- Tâches à réaliser:
**a.** Traduisez en anglais, s'il vous plaît, cette phrase du rapport du Sénat : « La démarche engagée par Philippe Marini, retracée dans son rapport n° 614 (2011-2012) en date du 27 juin dernier établissant une feuille de route pour une fiscalité numérique neutre et équitable au plan international, européen et national, traduit une préoccupation de la commission des finances mais aussi de l'ensemble des acteurs de l'économie numérique. »
**b.** À quelle date le rapport du Sénat a-t-il été enregistré à la Présidence du Sénat ?

- Extrait du texte:

N° 287

SÉNAT

SESSION ORDINAIRE DE 2012-2013

Enregistré à la Présidence du Sénat le 23 janvier 2013

RAPPORT

FAIT

au nom de la commission des finances (1) sur la proposition de loi de M. Philippe MARINI une fiscalité numérique neutre et équitable ,

Par M. Yvon COLLIN,

Sénateur

(1) Cette commission est composée de : M. Philippe Marini , président ; M. François Marc , rapporteur général ; Mme Michèle André , première vice-présidente ; Mme Marie-France Beaufils, MM. Jean-Pierre Caffet, Yvon Collin, Jean-Claude Frécon, Mmes Fabienne Keller, Frédérique Espagnac, MM. Albéric de Montgolfier, Aymeri de Montesquiou, Roland du Luart , vice-présidents ; MM. Philippe Dallier, Jean Germain, Claude Haut, François Trucy , secrétaires ; MM. Philippe Adnot, Jean Arthuis, Claude Belot, Michel Berson, Éric Bocquet, Yannick Botrel, Joël Bourdin, Christian Bourquin, Serge Dassault, Vincent Delahaye, Francis Delattre, Mme Marie-Hélène Des Esgaulx, MM. Éric Doligé, Philippe Dominati, Jean-Paul Emorine, André Ferrand, François Fortassin, Thierry Foucaud, Yann Gaillard, Charles Guené, Edmond Hervé, Pierre Jarlier, Roger Karoutchi, Yves Krattinger, Dominique de Legge, Marc Massion, Gérard Miquel, Georges Patient, François Patriat, Jean-Vincent Placé, François Rebsamen, Jean-Marc Todeschini, Richard Yung .

Voir le(s) numéro(s) :

Sénat :

682 (2011-2012) et 288 (2012-2013).

Mesdames, Messieurs,

La démarche engagée par Philippe Marini, retracée dans son rapport n° 614 (2011-2012) en date du 27 juin dernier établissant une feuille de route pour une fiscalité numérique neutre et équitable au plan international, européen et national, traduit une préoccupation de la commission des finances mais aussi de l'ensemble des acteurs de l'économie numérique.

A cet égard, ce sujet, qui se caractérise par son caractère transversal et trans-partisan, a conduit trois commissions à se saisir pour avis sur la présente proposition de loi pour une fiscalité numérique neutre et équitable présente : la commission de la culture, la commission du développement durable et la commission de l'économie ont respectivement désigné nos collègues Claude Domeizel, Yves Rome et Bruno Retailleau en qualité de rapporteur pour avis.

Données des masques de segmentation
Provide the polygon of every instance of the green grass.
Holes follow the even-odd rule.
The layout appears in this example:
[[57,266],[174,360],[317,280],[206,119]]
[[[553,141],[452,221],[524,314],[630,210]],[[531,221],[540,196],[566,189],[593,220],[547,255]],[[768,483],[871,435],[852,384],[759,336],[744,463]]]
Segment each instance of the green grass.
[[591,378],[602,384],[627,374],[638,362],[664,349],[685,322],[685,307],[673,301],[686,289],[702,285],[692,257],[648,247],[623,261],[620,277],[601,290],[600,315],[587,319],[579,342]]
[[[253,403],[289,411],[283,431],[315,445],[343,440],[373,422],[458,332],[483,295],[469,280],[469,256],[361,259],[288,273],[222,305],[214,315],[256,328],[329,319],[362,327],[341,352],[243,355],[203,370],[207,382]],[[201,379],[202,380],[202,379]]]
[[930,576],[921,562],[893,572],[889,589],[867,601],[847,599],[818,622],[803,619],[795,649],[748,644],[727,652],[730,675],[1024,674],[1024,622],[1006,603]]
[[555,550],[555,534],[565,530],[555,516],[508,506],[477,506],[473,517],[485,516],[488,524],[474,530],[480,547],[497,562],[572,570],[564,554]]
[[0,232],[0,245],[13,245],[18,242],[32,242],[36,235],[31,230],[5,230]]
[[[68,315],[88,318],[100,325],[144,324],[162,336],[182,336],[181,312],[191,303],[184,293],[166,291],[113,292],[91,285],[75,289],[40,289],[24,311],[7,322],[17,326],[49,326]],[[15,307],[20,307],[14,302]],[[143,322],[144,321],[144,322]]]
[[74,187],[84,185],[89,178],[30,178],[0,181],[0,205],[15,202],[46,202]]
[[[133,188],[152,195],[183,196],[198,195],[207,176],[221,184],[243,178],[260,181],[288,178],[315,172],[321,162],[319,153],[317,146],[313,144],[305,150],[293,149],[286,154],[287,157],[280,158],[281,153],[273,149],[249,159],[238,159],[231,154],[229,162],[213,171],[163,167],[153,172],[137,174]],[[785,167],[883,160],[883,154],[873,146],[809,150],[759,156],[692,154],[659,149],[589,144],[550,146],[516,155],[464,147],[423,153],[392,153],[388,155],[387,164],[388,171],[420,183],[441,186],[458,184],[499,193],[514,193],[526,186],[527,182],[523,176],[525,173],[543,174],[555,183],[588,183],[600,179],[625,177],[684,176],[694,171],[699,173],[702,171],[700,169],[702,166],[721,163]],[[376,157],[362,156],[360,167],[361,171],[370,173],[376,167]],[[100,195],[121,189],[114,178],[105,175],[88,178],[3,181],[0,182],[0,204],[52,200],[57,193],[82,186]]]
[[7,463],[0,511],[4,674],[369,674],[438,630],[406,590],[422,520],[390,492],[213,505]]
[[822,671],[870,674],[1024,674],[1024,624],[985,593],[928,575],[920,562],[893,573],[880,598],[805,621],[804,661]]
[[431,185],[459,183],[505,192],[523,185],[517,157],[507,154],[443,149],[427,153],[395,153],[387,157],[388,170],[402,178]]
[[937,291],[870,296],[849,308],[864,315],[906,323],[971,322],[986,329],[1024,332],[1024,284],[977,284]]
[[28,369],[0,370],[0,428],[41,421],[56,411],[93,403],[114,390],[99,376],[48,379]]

- Réponses attendues:
**a.** The approach undertaken by Philippe Marini, set out in his report No. 614 (2011-2012) dated last June 27, which establishes a roadmap for neutral and fair digital taxation at the international, European and national levels, reflects a concern of the finance committee but also of all the players in the digital economy.

**b.** Le 23 janvier 2013.